Work instructions |
Reproduce verbatim the lines in the items below, from the line containing "of the maple" up to and including the line containing "275), (247, 288)]", and output nothing else.
━━━
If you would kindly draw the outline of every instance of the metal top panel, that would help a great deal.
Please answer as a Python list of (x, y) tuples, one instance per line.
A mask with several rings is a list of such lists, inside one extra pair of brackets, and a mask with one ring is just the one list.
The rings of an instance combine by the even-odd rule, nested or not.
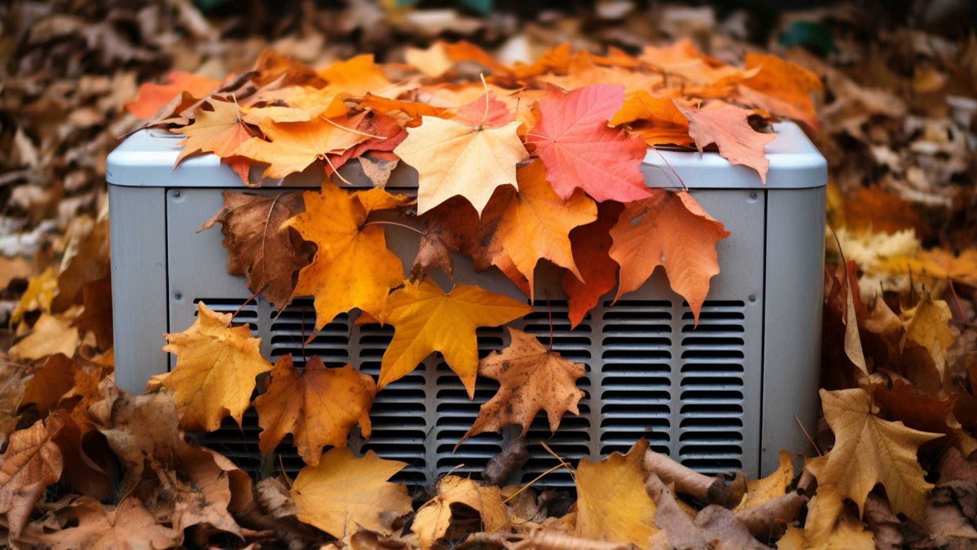
[[(825, 185), (828, 162), (804, 132), (793, 122), (774, 124), (774, 128), (777, 139), (765, 149), (770, 160), (766, 185), (760, 182), (756, 170), (730, 164), (718, 153), (649, 149), (641, 171), (650, 187), (681, 187), (676, 174), (690, 189), (800, 189)], [(112, 185), (130, 187), (244, 187), (214, 155), (190, 157), (174, 169), (181, 138), (159, 130), (136, 132), (108, 155), (106, 179)], [(263, 169), (260, 165), (252, 167), (252, 181), (261, 177)], [(370, 185), (360, 162), (347, 162), (339, 171), (354, 185)], [(302, 173), (283, 180), (266, 180), (262, 186), (319, 187), (321, 182), (322, 167), (314, 162)], [(402, 163), (391, 174), (387, 187), (417, 187), (417, 172)]]

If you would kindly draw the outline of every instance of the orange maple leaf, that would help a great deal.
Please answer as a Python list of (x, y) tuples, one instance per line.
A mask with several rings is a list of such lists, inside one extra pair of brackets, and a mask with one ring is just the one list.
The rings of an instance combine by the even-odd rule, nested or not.
[(456, 285), (445, 294), (430, 278), (410, 283), (387, 300), (394, 339), (383, 354), (377, 386), (382, 390), (441, 351), (473, 397), (479, 365), (475, 329), (497, 327), (531, 311), (529, 304), (479, 287)]
[(508, 424), (522, 426), (526, 435), (541, 410), (546, 411), (550, 432), (556, 432), (567, 411), (579, 414), (576, 404), (584, 393), (576, 388), (576, 379), (586, 374), (586, 366), (546, 349), (533, 335), (513, 328), (509, 335), (508, 347), (479, 362), (479, 374), (498, 381), (499, 389), (479, 409), (458, 445), (476, 434), (501, 432)]
[(551, 87), (539, 100), (539, 121), (527, 143), (546, 165), (546, 178), (564, 201), (580, 188), (597, 202), (649, 196), (638, 170), (648, 148), (623, 130), (608, 127), (620, 110), (624, 87), (595, 84), (563, 93)]
[(698, 324), (709, 279), (719, 273), (716, 243), (729, 234), (686, 191), (656, 190), (651, 199), (625, 205), (611, 229), (609, 253), (620, 265), (615, 300), (641, 287), (661, 265)]
[(376, 385), (353, 365), (330, 369), (316, 355), (299, 371), (292, 356), (285, 355), (276, 361), (271, 377), (268, 390), (254, 400), (263, 455), (271, 454), (290, 433), (302, 460), (317, 466), (322, 446), (345, 446), (357, 424), (363, 437), (369, 437)]

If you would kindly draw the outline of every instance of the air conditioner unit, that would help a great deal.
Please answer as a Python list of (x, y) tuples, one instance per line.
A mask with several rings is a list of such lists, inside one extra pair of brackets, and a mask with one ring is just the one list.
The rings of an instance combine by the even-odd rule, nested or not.
[[(751, 477), (774, 470), (782, 448), (807, 446), (798, 421), (810, 431), (817, 413), (827, 165), (796, 125), (775, 128), (778, 137), (766, 148), (766, 185), (752, 168), (731, 165), (716, 153), (649, 151), (642, 166), (649, 186), (681, 187), (676, 177), (681, 176), (696, 200), (731, 232), (719, 243), (722, 272), (711, 281), (698, 327), (658, 270), (614, 305), (612, 291), (570, 330), (560, 273), (555, 268), (537, 272), (535, 312), (513, 325), (548, 340), (549, 308), (553, 347), (587, 365), (586, 377), (578, 381), (586, 397), (580, 414), (568, 414), (555, 435), (544, 416), (537, 418), (530, 439), (545, 440), (575, 462), (626, 450), (645, 436), (653, 448), (696, 470), (741, 470)], [(107, 160), (115, 376), (118, 386), (134, 391), (142, 390), (149, 376), (173, 367), (174, 358), (160, 350), (162, 335), (192, 324), (197, 301), (219, 311), (241, 308), (235, 321), (250, 324), (272, 361), (292, 353), (301, 363), (304, 335), (315, 321), (309, 299), (296, 299), (280, 315), (260, 298), (245, 304), (251, 293), (242, 278), (226, 272), (221, 233), (196, 231), (221, 208), (223, 191), (317, 189), (321, 167), (314, 164), (284, 181), (244, 189), (214, 156), (188, 159), (174, 170), (179, 141), (165, 132), (140, 131)], [(368, 186), (355, 171), (359, 166), (350, 162), (340, 171), (354, 185)], [(416, 172), (402, 164), (388, 188), (409, 193), (415, 185)], [(387, 242), (409, 269), (417, 236), (388, 227)], [(527, 299), (501, 272), (475, 273), (460, 255), (455, 281)], [(305, 354), (320, 355), (327, 364), (349, 362), (376, 376), (393, 329), (358, 326), (354, 320), (337, 317)], [(502, 328), (480, 329), (480, 350), (498, 349), (506, 338)], [(371, 437), (363, 440), (354, 433), (350, 445), (406, 462), (410, 466), (402, 479), (408, 481), (431, 482), (448, 471), (477, 474), (508, 435), (483, 434), (451, 451), (496, 387), (480, 378), (475, 400), (469, 400), (458, 378), (434, 354), (377, 393)], [(241, 432), (227, 419), (207, 441), (241, 467), (254, 469), (260, 462), (260, 429), (253, 411), (244, 422)], [(528, 481), (556, 464), (540, 445), (531, 450), (531, 458), (514, 481)], [(301, 468), (289, 445), (281, 454), (287, 471)], [(560, 473), (546, 480), (570, 481)]]

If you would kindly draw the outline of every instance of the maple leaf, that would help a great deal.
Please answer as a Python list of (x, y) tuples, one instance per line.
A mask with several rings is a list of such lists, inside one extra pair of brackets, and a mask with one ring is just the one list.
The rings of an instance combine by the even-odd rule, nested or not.
[(189, 92), (190, 95), (199, 99), (220, 85), (221, 82), (213, 78), (174, 70), (166, 76), (165, 84), (147, 82), (140, 86), (136, 97), (125, 104), (125, 110), (135, 115), (137, 118), (146, 119), (155, 115), (161, 107), (170, 103), (170, 100), (179, 96), (181, 92)]
[(263, 288), (268, 301), (283, 309), (292, 298), (293, 275), (309, 264), (312, 249), (295, 229), (281, 228), (303, 211), (298, 193), (254, 195), (223, 192), (224, 206), (197, 233), (220, 223), (228, 249), (228, 273), (246, 275), (247, 288)]
[(574, 329), (601, 297), (617, 283), (617, 262), (608, 253), (614, 244), (611, 228), (617, 222), (623, 206), (620, 203), (601, 203), (597, 220), (573, 228), (570, 232), (573, 261), (579, 267), (577, 277), (568, 271), (560, 283), (567, 293), (570, 328)]
[(611, 229), (609, 254), (620, 265), (615, 299), (641, 287), (662, 265), (698, 324), (709, 279), (719, 273), (716, 244), (730, 233), (688, 192), (655, 191), (650, 199), (625, 205)]
[(424, 115), (420, 126), (407, 128), (394, 154), (417, 170), (417, 213), (460, 195), (481, 215), (495, 188), (516, 185), (516, 164), (529, 157), (518, 126), (471, 126)]
[(907, 428), (875, 416), (869, 392), (862, 389), (821, 390), (825, 419), (834, 433), (834, 447), (807, 468), (818, 479), (818, 493), (808, 505), (804, 533), (808, 540), (827, 536), (841, 515), (844, 499), (861, 514), (869, 491), (881, 483), (894, 512), (923, 523), (932, 483), (916, 460), (922, 443), (942, 435)]
[(758, 69), (740, 82), (739, 95), (745, 103), (793, 118), (818, 133), (818, 114), (811, 102), (811, 92), (822, 87), (817, 74), (772, 55), (746, 54), (743, 65), (747, 71)]
[[(597, 219), (597, 206), (582, 193), (562, 200), (546, 181), (538, 159), (516, 172), (519, 191), (503, 188), (483, 212), (490, 232), (492, 255), (501, 252), (529, 282), (533, 296), (533, 273), (540, 258), (566, 267), (582, 280), (571, 251), (570, 231)], [(497, 251), (497, 252), (494, 252)], [(493, 258), (492, 263), (497, 263)]]
[[(401, 259), (387, 249), (383, 227), (363, 225), (373, 209), (409, 200), (382, 189), (350, 194), (324, 181), (319, 193), (303, 194), (306, 211), (282, 227), (294, 227), (319, 250), (299, 271), (292, 296), (313, 296), (316, 329), (309, 341), (336, 315), (359, 307), (380, 316), (390, 290), (404, 281)], [(365, 203), (365, 204), (364, 204)]]
[(475, 329), (496, 327), (531, 311), (529, 304), (479, 287), (455, 285), (446, 295), (431, 279), (410, 283), (387, 300), (386, 320), (394, 326), (394, 339), (383, 353), (377, 386), (382, 390), (431, 352), (441, 351), (471, 398), (479, 363)]
[(347, 447), (329, 449), (318, 466), (303, 468), (292, 483), (298, 518), (339, 539), (352, 535), (358, 525), (389, 534), (380, 514), (411, 511), (407, 487), (387, 481), (406, 466), (373, 451), (357, 458)]
[(319, 117), (303, 122), (269, 122), (261, 126), (261, 131), (272, 141), (253, 137), (231, 155), (267, 162), (263, 178), (283, 178), (292, 172), (301, 172), (329, 153), (342, 153), (365, 141), (369, 136), (355, 131), (365, 115), (363, 112), (338, 119)]
[(292, 365), (292, 356), (285, 355), (272, 367), (271, 377), (268, 390), (254, 400), (262, 428), (258, 438), (262, 454), (271, 454), (290, 433), (299, 456), (316, 466), (322, 446), (345, 446), (357, 424), (362, 436), (369, 437), (369, 408), (376, 385), (353, 365), (330, 369), (316, 355), (299, 371)]
[(44, 532), (41, 540), (53, 549), (172, 548), (183, 533), (157, 523), (139, 498), (124, 498), (117, 506), (103, 506), (82, 496), (65, 512), (75, 527)]
[(213, 432), (230, 415), (241, 425), (251, 402), (255, 377), (272, 365), (261, 356), (260, 338), (247, 325), (231, 326), (231, 313), (217, 313), (201, 301), (196, 321), (182, 333), (164, 335), (163, 351), (176, 354), (176, 367), (163, 379), (173, 390), (180, 423)]
[(62, 454), (53, 438), (62, 427), (59, 417), (51, 417), (47, 426), (38, 420), (11, 434), (7, 450), (0, 455), (0, 514), (6, 515), (14, 538), (47, 486), (61, 478)]
[(649, 196), (638, 167), (648, 148), (623, 130), (608, 127), (620, 110), (624, 87), (594, 84), (563, 93), (551, 87), (539, 100), (539, 120), (527, 143), (546, 165), (546, 178), (564, 201), (580, 188), (598, 203)]
[(183, 146), (183, 150), (177, 155), (174, 167), (194, 153), (213, 153), (221, 157), (221, 160), (227, 162), (241, 181), (249, 184), (251, 162), (232, 156), (240, 144), (252, 137), (248, 125), (241, 120), (240, 109), (236, 104), (216, 100), (207, 105), (214, 110), (198, 109), (193, 123), (184, 127), (183, 133), (187, 137), (177, 144)]
[(459, 504), (472, 508), (479, 515), (470, 522), (472, 528), (462, 530), (495, 532), (511, 528), (498, 487), (484, 487), (473, 480), (446, 476), (438, 482), (438, 495), (421, 506), (414, 516), (411, 528), (417, 533), (422, 550), (435, 548), (448, 527), (464, 521), (452, 517), (452, 508)]
[(689, 135), (696, 140), (700, 153), (714, 143), (731, 164), (753, 168), (760, 174), (760, 181), (767, 183), (770, 160), (763, 156), (763, 148), (777, 139), (777, 135), (761, 134), (751, 128), (746, 121), (748, 111), (732, 105), (692, 109), (676, 102), (675, 106), (689, 119)]
[(641, 468), (647, 449), (648, 439), (642, 437), (626, 455), (615, 451), (600, 462), (580, 459), (574, 536), (648, 547), (648, 538), (658, 527)]
[[(577, 402), (584, 392), (576, 379), (586, 374), (583, 363), (564, 359), (543, 347), (535, 336), (509, 328), (512, 343), (479, 362), (479, 374), (496, 380), (498, 391), (479, 409), (472, 427), (458, 441), (483, 432), (501, 432), (508, 424), (523, 427), (523, 435), (536, 413), (545, 410), (555, 433), (565, 412), (580, 414)], [(457, 448), (457, 445), (455, 445)]]

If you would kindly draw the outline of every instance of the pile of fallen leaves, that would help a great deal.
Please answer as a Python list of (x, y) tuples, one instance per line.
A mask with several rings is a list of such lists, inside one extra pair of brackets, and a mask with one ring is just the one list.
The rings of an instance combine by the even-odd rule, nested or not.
━━━
Response for this exercise |
If you would kindly draw the outline of every instance of the maple leaf, that would help a great deal.
Please answer as a Python list of (x, y) tuples, one instance per line.
A mask with several rings is a list of such lists, inside one extra pair of brackets, and a mask with one ring is just the one list.
The rings of an instance combine by the even-odd rule, nested or not.
[(189, 92), (190, 95), (199, 99), (220, 85), (221, 82), (213, 78), (174, 70), (166, 76), (165, 84), (147, 82), (140, 86), (136, 97), (125, 104), (125, 110), (135, 115), (137, 118), (146, 119), (155, 115), (161, 107), (170, 103), (170, 100), (179, 96), (181, 92)]
[(263, 288), (268, 301), (283, 309), (292, 298), (293, 275), (309, 264), (312, 249), (295, 229), (281, 228), (303, 211), (298, 193), (254, 195), (223, 192), (224, 206), (197, 233), (220, 223), (228, 249), (228, 273), (246, 275), (247, 288)]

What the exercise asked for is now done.